• What you need to do: Word for word, restate the records that come after this.

• Data for review:
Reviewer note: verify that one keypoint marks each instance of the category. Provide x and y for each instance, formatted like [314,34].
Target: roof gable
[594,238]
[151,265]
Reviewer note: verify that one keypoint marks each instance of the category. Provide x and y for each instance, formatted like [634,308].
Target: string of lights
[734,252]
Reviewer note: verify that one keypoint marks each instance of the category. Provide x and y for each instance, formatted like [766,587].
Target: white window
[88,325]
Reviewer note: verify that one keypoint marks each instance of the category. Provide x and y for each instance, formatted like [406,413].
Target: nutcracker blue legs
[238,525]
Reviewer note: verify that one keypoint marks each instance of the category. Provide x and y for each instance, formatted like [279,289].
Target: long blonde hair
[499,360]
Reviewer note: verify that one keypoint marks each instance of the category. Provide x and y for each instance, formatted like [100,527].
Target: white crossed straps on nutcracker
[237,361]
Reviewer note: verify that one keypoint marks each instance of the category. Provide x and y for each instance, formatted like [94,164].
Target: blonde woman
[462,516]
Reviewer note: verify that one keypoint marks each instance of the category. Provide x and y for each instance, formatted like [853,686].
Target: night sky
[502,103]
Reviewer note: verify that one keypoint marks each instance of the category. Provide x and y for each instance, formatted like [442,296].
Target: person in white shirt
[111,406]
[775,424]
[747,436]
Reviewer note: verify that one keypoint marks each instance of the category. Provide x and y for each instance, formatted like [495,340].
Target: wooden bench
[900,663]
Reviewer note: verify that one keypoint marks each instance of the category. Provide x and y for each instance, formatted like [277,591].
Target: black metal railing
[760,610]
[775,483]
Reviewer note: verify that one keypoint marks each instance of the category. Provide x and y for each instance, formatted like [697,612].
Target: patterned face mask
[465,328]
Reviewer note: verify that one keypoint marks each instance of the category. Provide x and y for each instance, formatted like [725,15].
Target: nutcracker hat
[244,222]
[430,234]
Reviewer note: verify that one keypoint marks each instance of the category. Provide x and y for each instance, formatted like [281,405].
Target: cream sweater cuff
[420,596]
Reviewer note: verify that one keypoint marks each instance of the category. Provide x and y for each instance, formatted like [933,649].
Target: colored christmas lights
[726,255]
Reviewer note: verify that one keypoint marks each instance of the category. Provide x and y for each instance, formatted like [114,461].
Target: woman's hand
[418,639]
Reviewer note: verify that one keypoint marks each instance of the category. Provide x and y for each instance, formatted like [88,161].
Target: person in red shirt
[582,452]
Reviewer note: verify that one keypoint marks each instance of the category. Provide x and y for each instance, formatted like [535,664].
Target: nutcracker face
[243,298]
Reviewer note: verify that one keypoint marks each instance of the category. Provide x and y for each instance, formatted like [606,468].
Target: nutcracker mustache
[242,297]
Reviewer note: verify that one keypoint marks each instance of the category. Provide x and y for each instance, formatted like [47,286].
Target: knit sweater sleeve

• Your response:
Reviewer note: verify that one keypoint marks each instance of the category. Provide x and y for each instance, formatted like [314,34].
Target: roof gable
[594,238]
[151,265]
Reviewer note: verify that one keypoint marks each instance of the category. Provide x and y for each instance, formatted like [634,308].
Target: string of lights
[734,252]
Reviewer note: verify that one keypoint marks each instance of the category. Provide x and y for each instance, formatted like [766,587].
Target: white window
[88,325]
Reviewer note: verify that one keypoint marks each instance of the category. Provide x and y for each instance, formatted like [406,413].
Target: nutcracker blue legs
[238,525]
Reviewer note: verify that one keypoint marks each instance of the category. Provide x and y for each instance, formatted like [279,289].
Target: long blonde hair
[499,360]
Reviewer note: verify that one keypoint marks each instance of the category. Provide x and y for each instance, formatted like [100,527].
Target: white crossed straps on nutcracker
[237,361]
Reviewer note: verify that one keypoint marks each instance of the category. Provide x and y for each instance, formatted like [94,164].
Target: blonde woman
[462,516]
Reviewer note: verify that one keypoint marks each instance of the category. Provide x and y for each instance, formatted like [853,686].
Target: night sky
[502,103]
Reviewer note: verify that one keypoint marks each instance of the category. Provide x and y for each instance, formatted like [442,296].
Target: person in white shirt
[111,406]
[775,424]
[747,436]
Reviewer note: verify that one keypoint marks each instance of the category. Provide x and y for each instance, formatted like [495,340].
Target: wooden bench
[900,663]
Reviewer note: verify that one keypoint marks each instance of the category. Provide x and y for each instance, formatted like [277,591].
Target: black metal railing
[760,610]
[775,483]
Reviewer note: verify that one keypoint marks each instance of the category. Provide x and y for each instance, formatted like [697,612].
Target: patterned face mask
[465,328]
Reviewer note: verify that one keypoint marks each instance of the category. Provide x and y for each instance, formatted like [725,15].
Target: nutcracker hat
[244,222]
[430,234]
Reviewer note: verify that one keypoint marks each instance of the category. Provide x and y for each instance, formatted like [281,405].
Target: cream sweater cuff
[420,596]
Reviewer note: verify that one keypoint marks each instance of the category. Provide x and y for each instance, formatted like [933,649].
Target: colored christmas lights
[726,255]
Reviewer note: verify that one keypoint marks each instance of the category. Provide x and y for each instance, formatted like [114,461].
Target: woman's hand
[418,639]
Reviewer note: verify that one keypoint marks each instance of the category. Provide x and y for each instance, formatted like [88,161].
Target: person in red shirt
[582,452]
Reviewer note: verify that one keypoint marks each instance of the category. Provide x and y for each instance, formatted like [535,664].
Target: nutcracker face
[243,298]
Reviewer note: verify that one keypoint marks each instance of the category. Provide x and y for each instance, formatted like [606,468].
Target: nutcracker mustache
[242,297]
Reviewer note: verify that one keypoint marks each instance of the category. Provide x and y for each instance, formatted like [47,286].
Target: knit sweater sleeve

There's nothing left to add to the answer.